▸ Required task A
Duplicate the shelf audit listing below line for line, changing nothing.

Tuesday, May 24, 2016

Blessings, Not Burdens

In the same vein of today's culture sanctifying busyness, we glorify our burden. If for a laugh, just to vent, or because misery loves company, so many of us play "my problem is bigger than yours" all day. We hear this a lot during our engagement:
"Just wait!"
"Welcome to the end of your life."
"You had fun while it lasted."
"Do you really know what you're getting yourself into?"

Over the months it graduated into begrudging bigger family life: complaints of crying babies, sleepless nights, jealously of free time, and other ways that good people wanted to commiserate about the burden of their family.

During our efforts to grow our family, we've encountered the gambit. Curiosity with pure intentions, desire for us to join them as Family People, warnings to delay it as long as we can, and general reactions about how uncomfortable a burden pregnancy and kids will be.

Stop. Please.

We'd gladly take your burden. I look forward to morning sickness. When my back aches at 8 months pregnant (God-willing), I will remember the emptiness of years with a pain-free back. During those sleepless nights, knowing we'll work hard to show patience to one another, Kevin and I will share countless grateful glances. This is what we want and what we know God is calling us to have.

Complaining about your blessings hurts our world and the kingdom. I wish I could share with you my perspective, not to unburden myself of the pain of infertility, but so that your might know the value of your sleepy eyes, full weekends, and occupied homes.
@StartlingtheDay Elizabeth's post signature

Sunday, May 22, 2016

Unintentional Pain

"Are you guys EVER going to have kids? I mean, like, ever?!"

Words of a family friend with the pro-life intentions of being excited about young people starting to grow their family. Unfortunately, he said it to the wrong couple.

When I hear couples talk about wanting to travel, establish their career, and "get to know each other better" for several more years, I've always been tempted to judge them.

▸ Required task B
Pick up the blog entries above after their final sentence and keep writing.

▸ Records for this task
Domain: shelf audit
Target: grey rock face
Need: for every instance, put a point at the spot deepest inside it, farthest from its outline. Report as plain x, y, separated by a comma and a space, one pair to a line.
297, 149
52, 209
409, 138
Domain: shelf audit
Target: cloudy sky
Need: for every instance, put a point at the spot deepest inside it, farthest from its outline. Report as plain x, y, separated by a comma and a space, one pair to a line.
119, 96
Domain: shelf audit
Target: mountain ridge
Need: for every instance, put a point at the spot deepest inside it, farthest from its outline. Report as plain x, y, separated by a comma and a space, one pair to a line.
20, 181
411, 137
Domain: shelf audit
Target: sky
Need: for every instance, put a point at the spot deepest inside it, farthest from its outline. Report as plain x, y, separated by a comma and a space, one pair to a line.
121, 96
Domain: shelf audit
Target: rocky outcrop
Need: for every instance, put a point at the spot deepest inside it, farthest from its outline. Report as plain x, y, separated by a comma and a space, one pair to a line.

▸ Written reply A
Domain: shelf audit
Target: grey rock face
Need: for every instance, put a point at the spot deepest inside it, farthest from its outline. Report as plain x, y, separated by a comma and a space, one pair to a line.
297, 149
52, 209
409, 138
Domain: shelf audit
Target: cloudy sky
Need: for every instance, put a point at the spot deepest inside it, farthest from its outline. Report as plain x, y, separated by a comma and a space, one pair to a line.
119, 96
Domain: shelf audit
Target: mountain ridge
Need: for every instance, put a point at the spot deepest inside it, farthest from its outline. Report as plain x, y, separated by a comma and a space, one pair to a line.
20, 181
411, 137
Domain: shelf audit
Target: sky
Need: for every instance, put a point at the spot deepest inside it, farthest from its outline. Report as plain x, y, separated by a comma and a space, one pair to a line.
121, 96
Domain: shelf audit
Target: rocky outcrop
Need: for every instance, put a point at the spot deepest inside it, farthest from its outline. Report as plain x, y, separated by a comma and a space, one pair to a line.

▸ Written reply B
Alright, I'm a sinner. I judge them. But I'm working on it.

Now I judge them with jealous frustration because they take for granted the idea that having kids is automatic and occurs exactly when YOU plan on it. Unfortunately, many Catholic and Christian friends are making the same assumptions about the ease of pregnancy just by asking a few simple questions.

I'm sure this aforementioned family friend (aided by some wedding alcohol) was thinking we were among that number of millennials who have been avoiding kids like the plague, armed with condoms and birth control pills. We're not.

I've debated how to address this in a blog post that few, if any, will ever read. I know how unrealistic and childish it is to think announcing NUNYA will be effective. Additionally, while it is nunya, I want people to learn that your words may be misleading to their hearers. 

When someone asks me, "Do you have kids?", I answer, "God hasn't blessed us yet."  Rather than forbidding my readers from asking the many versions of "Where in the heck are the kids?!" that we've heard over the years, I want to request you express your curiosity differently. Try:

"Has God blessed you with kids yet?"

While I'll no better relish answering, "No," to that question, I'll appreciate that you recognize that life is a miracle, not a given.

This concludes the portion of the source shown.